START

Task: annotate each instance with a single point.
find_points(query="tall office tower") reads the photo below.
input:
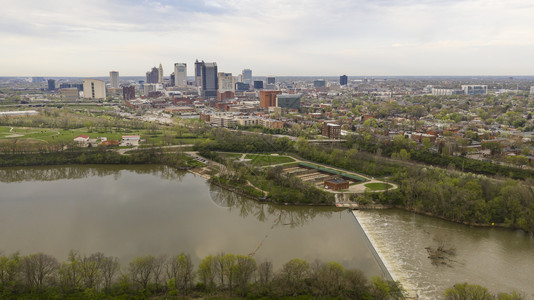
(160, 74)
(247, 76)
(114, 79)
(180, 74)
(226, 82)
(210, 84)
(226, 86)
(128, 92)
(94, 89)
(198, 73)
(343, 80)
(319, 83)
(152, 76)
(51, 85)
(268, 98)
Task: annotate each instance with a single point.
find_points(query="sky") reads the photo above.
(272, 37)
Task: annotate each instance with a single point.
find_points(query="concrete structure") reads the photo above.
(18, 113)
(130, 140)
(94, 89)
(319, 83)
(336, 184)
(268, 98)
(446, 92)
(331, 131)
(160, 74)
(475, 89)
(271, 80)
(258, 84)
(128, 92)
(247, 76)
(152, 76)
(180, 75)
(272, 124)
(289, 101)
(51, 85)
(242, 87)
(210, 84)
(226, 82)
(198, 73)
(82, 139)
(179, 109)
(343, 80)
(114, 79)
(70, 94)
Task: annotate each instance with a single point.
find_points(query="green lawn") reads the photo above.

END

Reproduce the lines of all the records above, swapping "annotate" for "mark" wherever it occurs and leaving everything else unchanged. Omit the pictures from your answer.

» ANSWER
Task: mark each instance with a single point.
find_points(query="tall office tower") reads the photo below.
input:
(160, 74)
(247, 76)
(114, 79)
(180, 74)
(226, 82)
(210, 84)
(226, 86)
(128, 92)
(94, 89)
(198, 73)
(343, 80)
(319, 83)
(152, 76)
(51, 85)
(268, 98)
Task: mark each instance with a single point.
find_points(query="sky") reads the photo above.
(272, 37)
Task: mark each instance with a single point.
find_points(query="concrete structure") reads the photo above.
(18, 113)
(130, 140)
(94, 89)
(319, 83)
(336, 184)
(268, 98)
(446, 92)
(331, 131)
(160, 74)
(475, 89)
(271, 80)
(258, 84)
(128, 92)
(247, 76)
(152, 76)
(180, 75)
(272, 124)
(289, 101)
(51, 85)
(242, 87)
(210, 84)
(226, 82)
(198, 73)
(82, 139)
(179, 109)
(343, 80)
(114, 79)
(70, 94)
Task: mark each instance with a single point.
find_points(query="green lawn") reads the photo above.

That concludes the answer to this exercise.